## [Set problem]
Pick out and copy each line of the records that contains the word "blue".

● ● ● ●

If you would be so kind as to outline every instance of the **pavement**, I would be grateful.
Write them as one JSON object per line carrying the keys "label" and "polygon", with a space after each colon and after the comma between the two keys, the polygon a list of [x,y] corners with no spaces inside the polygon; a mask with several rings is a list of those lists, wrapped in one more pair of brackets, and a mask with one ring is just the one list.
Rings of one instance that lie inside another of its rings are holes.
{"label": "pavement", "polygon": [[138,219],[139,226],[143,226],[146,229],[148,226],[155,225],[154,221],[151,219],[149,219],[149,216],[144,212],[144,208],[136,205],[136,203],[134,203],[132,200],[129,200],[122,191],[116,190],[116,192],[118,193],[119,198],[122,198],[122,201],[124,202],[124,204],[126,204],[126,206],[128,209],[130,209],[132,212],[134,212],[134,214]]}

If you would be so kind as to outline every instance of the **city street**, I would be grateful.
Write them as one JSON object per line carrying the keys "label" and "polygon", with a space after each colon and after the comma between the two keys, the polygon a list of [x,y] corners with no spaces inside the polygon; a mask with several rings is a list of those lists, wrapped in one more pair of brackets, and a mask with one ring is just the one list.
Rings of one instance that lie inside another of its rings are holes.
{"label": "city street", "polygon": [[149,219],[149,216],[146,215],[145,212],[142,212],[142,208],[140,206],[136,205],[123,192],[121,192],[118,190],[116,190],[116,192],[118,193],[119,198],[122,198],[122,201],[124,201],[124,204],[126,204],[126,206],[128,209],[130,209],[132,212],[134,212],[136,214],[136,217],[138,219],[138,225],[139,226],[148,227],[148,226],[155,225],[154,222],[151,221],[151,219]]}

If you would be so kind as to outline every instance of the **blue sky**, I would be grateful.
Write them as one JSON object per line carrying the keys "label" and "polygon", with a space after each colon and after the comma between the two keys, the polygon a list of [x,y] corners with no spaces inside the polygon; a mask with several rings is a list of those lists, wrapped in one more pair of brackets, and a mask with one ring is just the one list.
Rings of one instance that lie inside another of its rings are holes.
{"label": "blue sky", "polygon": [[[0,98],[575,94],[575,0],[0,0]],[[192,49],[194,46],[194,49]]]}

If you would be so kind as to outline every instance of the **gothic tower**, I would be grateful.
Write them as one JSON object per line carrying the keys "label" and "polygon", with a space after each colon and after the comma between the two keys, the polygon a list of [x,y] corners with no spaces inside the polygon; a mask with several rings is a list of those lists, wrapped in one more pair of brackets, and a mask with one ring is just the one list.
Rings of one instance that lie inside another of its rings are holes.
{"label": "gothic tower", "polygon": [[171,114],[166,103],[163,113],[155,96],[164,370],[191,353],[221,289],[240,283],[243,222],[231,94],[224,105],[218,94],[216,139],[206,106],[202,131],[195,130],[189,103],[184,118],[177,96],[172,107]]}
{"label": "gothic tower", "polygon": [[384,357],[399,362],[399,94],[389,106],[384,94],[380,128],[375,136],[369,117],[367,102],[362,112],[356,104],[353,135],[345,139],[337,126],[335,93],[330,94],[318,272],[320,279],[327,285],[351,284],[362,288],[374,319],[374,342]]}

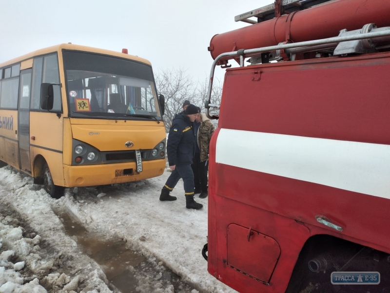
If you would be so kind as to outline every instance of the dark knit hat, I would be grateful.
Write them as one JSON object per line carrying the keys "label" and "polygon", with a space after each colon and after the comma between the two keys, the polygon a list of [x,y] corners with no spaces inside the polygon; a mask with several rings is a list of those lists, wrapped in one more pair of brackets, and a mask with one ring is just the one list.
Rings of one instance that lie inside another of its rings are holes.
{"label": "dark knit hat", "polygon": [[186,114],[187,115],[197,114],[198,113],[199,113],[198,107],[192,104],[188,105],[188,106],[187,107],[187,109],[184,110],[184,114]]}
{"label": "dark knit hat", "polygon": [[[183,107],[184,107],[184,106],[185,106],[186,105],[189,105],[191,104],[191,103],[189,101],[188,101],[188,100],[186,100],[184,101],[184,103],[183,103]],[[183,107],[182,107],[182,108]]]}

● ● ● ●

## [Task response]
If you would be so kind as to outline every instance of the **blue sky**, I would be grateful.
{"label": "blue sky", "polygon": [[[0,98],[575,94],[575,0],[0,0]],[[192,49],[194,46],[194,49]]]}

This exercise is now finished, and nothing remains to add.